Coordinate annotation records
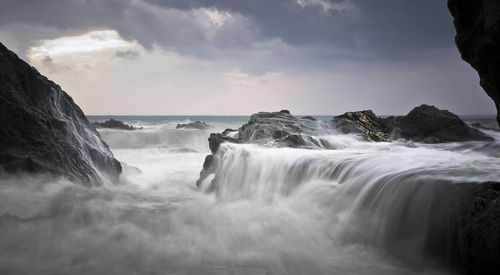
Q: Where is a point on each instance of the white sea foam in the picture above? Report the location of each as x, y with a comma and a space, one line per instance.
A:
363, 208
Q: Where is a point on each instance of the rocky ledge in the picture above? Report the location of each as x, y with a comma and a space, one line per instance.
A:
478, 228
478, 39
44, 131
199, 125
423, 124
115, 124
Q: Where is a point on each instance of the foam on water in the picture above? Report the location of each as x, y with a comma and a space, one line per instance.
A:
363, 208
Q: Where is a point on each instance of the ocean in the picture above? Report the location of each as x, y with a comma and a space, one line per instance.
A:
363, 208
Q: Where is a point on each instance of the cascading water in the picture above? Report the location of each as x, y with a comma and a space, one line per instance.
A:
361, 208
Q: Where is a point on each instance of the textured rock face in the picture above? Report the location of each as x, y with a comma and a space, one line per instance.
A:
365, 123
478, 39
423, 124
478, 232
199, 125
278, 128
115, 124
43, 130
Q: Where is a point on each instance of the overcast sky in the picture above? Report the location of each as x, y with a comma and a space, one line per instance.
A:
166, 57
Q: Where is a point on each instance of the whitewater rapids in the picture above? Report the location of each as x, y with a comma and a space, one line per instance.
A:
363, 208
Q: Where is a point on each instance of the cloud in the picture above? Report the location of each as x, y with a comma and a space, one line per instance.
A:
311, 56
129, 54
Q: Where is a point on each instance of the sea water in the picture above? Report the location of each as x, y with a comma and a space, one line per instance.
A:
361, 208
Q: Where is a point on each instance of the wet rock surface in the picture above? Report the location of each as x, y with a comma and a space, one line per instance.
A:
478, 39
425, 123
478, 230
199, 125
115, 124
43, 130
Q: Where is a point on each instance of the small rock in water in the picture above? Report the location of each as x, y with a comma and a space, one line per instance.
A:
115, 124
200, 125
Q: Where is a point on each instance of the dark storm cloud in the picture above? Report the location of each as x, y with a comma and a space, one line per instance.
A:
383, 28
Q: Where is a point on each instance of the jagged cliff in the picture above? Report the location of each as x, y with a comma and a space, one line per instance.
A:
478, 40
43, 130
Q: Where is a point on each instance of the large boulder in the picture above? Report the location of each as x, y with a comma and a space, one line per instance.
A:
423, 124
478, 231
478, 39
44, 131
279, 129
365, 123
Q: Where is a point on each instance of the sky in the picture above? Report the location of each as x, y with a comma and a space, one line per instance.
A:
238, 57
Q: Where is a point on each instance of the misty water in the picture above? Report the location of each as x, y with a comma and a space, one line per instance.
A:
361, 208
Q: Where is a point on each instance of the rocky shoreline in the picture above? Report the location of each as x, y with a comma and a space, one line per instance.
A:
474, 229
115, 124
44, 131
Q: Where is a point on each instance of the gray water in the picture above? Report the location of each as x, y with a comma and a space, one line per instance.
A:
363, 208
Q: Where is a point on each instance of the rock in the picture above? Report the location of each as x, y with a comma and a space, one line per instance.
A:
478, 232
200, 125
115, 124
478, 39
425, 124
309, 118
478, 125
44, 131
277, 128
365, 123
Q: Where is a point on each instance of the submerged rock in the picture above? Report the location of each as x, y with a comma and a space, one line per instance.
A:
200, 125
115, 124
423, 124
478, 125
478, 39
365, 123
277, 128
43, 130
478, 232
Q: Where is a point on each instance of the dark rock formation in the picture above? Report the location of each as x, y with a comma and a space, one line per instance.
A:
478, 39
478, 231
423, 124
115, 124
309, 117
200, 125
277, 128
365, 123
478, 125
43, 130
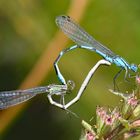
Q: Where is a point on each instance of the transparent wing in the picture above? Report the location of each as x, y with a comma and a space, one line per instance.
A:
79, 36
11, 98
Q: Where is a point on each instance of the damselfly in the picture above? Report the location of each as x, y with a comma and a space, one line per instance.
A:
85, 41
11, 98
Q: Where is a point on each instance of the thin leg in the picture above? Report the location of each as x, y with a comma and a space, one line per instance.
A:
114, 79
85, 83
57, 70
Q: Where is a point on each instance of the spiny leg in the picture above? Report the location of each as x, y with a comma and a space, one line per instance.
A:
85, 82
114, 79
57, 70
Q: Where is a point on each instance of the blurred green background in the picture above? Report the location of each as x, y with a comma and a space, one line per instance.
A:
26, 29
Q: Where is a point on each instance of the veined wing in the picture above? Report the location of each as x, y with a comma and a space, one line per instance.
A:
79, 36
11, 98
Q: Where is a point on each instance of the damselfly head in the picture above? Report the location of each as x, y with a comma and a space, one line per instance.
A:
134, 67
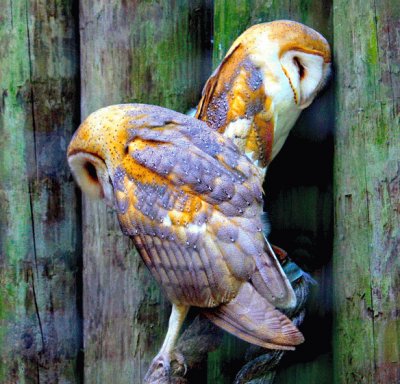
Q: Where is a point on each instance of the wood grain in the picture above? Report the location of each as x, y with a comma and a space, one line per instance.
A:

WHAT THE TASK ASKS -> Present every line of the rows above as a numbered list, omitting blank lines and leaving the pictures out of your answer.

COMPLETED TASK ->
1. Q: Where is a point on each instance of the white sea foam in the picture above? Report the location of each as x, y with a comma and a space, one line per instance.
2. A:
3. 363, 208
4. Q: Where is a point on each instance of the rocky ledge in the picture above? Report the location of each as x, y with a comma and a space, one line per instance.
5. A:
6. 478, 228
7. 478, 39
8. 44, 131
9. 199, 125
10. 423, 124
11. 115, 124
12. Q: Where is a point on each instance of the foam on water in the picture above? Report the location of each as x, y with a comma and a space, one line per instance.
13. A:
14. 363, 208
15. Q: Where is a point on each instance of the ocean in the picture above? Report the location of each as x, y with a comma and a space, one line per instance.
16. A:
17. 363, 208
18. Q: Where is a point on each instance of the cascading water in the picture above? Report the location of each as x, y with a comma and a space, one line per instance.
19. A:
20. 361, 208
21. Q: Where is a point on each instance of the textured rock face in the picture above? Report the location of each as x, y with a comma and a space, one line per instance.
22. A:
23. 365, 123
24. 478, 39
25. 423, 124
26. 478, 232
27. 199, 125
28. 278, 128
29. 115, 124
30. 43, 130
31. Q: Where is a point on each instance of the overcast sky in the picture above? Report the location of each as x, y with a comma and a space, one line per instance.
32. A:
33. 166, 57
34. Q: Where is a point on each instance of the whitewater rapids in the picture above? Report the location of each as x, y with a comma and a space, one line per instance.
35. A:
36. 363, 208
37. Q: Where is a point on each instance of the cloud in the picture above? Report the location of each as x, y with a comma and a space, one line per instance.
38. A:
39. 311, 56
40. 129, 54
41. Q: Where is a point on each instance of the sea water in the picture above? Report the location of each as x, y with a comma and a space, one line per instance.
42. A:
43. 361, 208
44. Q: Where is a point on each instance of the wet rock surface in the picture above? Report the location of each as x, y with a comma and a space, one line per instance.
45. A:
46. 478, 39
47. 425, 123
48. 478, 230
49. 199, 125
50. 115, 124
51. 43, 130
52. Q: Where is a point on each instance of the small rock in water in the picture above? Report the location of each as x, y with a comma and a space, one line per instance.
53. A:
54. 115, 124
55. 200, 125
56. Q: Where is a point on each instance of the dark storm cloud in the picture above? Report the location of each as x, y with a comma and a space, one line per instance.
57. A:
58. 383, 28
59. Q: Where is a point on each instance of the jagged cliff in the picture above? Report the location of each as x, y with a comma and a space, one line per instance.
60. A:
61. 478, 40
62. 43, 130
63. Q: Where is a point on each instance of the large boulder in the picture above? Report the location of each as x, y with a comma and a space, one line per instance.
64. A:
65. 423, 124
66. 478, 231
67. 478, 39
68. 44, 131
69. 279, 129
70. 365, 123
71. Q: Where is a point on each instance of the sky in the picture above? Report the location of each as x, y with a comma and a space, one line per instance.
72. A:
73. 238, 57
74. Q: Where is a point on each instance of the misty water in the picture above? Report the location of each as x, y with a comma and a space, one line per instance.
75. A:
76. 361, 208
77. Q: Where is a point on each instance of the rocky shoreline in the picture above? Report the location of each as x, y with a comma and a space, one line per instance.
78. A:
79. 474, 229
80. 115, 124
81. 44, 131
82. Q: Where is a point on each instance of the gray water in the picture above? Report the location of each as x, y with a comma and a space, one line per instance.
83. A:
84. 363, 208
85. Q: Where is a point on each instance of the rock in the picture above? Report the location of each as x, y with a comma and a space, one line per instance.
86. A:
87. 478, 232
88. 200, 125
89. 115, 124
90. 478, 39
91. 425, 124
92. 309, 118
93. 478, 125
94. 44, 131
95. 277, 128
96. 365, 123
97. Q: Where is a point on each instance of the submerged rock in the picture above? Report the location of each as x, y with a comma and a space, one line per instance.
98. A:
99. 200, 125
100. 115, 124
101. 423, 124
102. 478, 125
103. 478, 39
104. 365, 123
105. 277, 128
106. 43, 130
107. 478, 232
108. Q: Where is a point on each instance of the dark rock formation in the picture above? Report the location of each as x, y with a comma and a space, one line per instance.
109. A:
110. 478, 39
111. 478, 231
112. 423, 124
113. 115, 124
114. 309, 117
115. 200, 125
116. 277, 128
117. 365, 123
118. 478, 125
119. 43, 130
120. Q: Where is a point on each instance of the transparent wing in the picture above? Report the location of each as x, y with a comma and a space, one line per instance.
121. A:
122. 79, 36
123. 11, 98
124. Q: Where is a point on each instance of the damselfly in the picture above? Report the location of each as x, y with a comma and a space, one line per instance.
125. A:
126. 85, 41
127. 11, 98
128. Q: Where is a point on each instance of the thin leg in the picture above? Report the location of each as x, y with a comma and a space, one line per instance.
129. A:
130. 114, 79
131. 85, 83
132. 57, 70
133. Q: Where is a point on each instance of the spiny leg in the picture above? Report the location of each as x, y with a comma and a space, one line per instance.
134. A:
135. 85, 82
136. 114, 79
137. 57, 70
138. Q: Where is a point on each instance of the blurred green background in the picture above? Report the location of each as x, y with a comma and a space, one line per instance.
139. A:
140. 26, 29
141. Q: Where is a point on each instance of the veined wing in the picture above? Report the location of each as x, y with a comma and a space, one line per instance.
142. A:
143. 79, 36
144. 11, 98
145. Q: Where is a point on each instance of the damselfly head in the picture above? Report the location of each as x, y with a comma and a space, one line per instance.
146. A:
147. 134, 67
148. Q: Where is a point on each instance of the wood grain in the picture above? Report the location of each as x, y with a comma and a space, one line per instance.
149. A:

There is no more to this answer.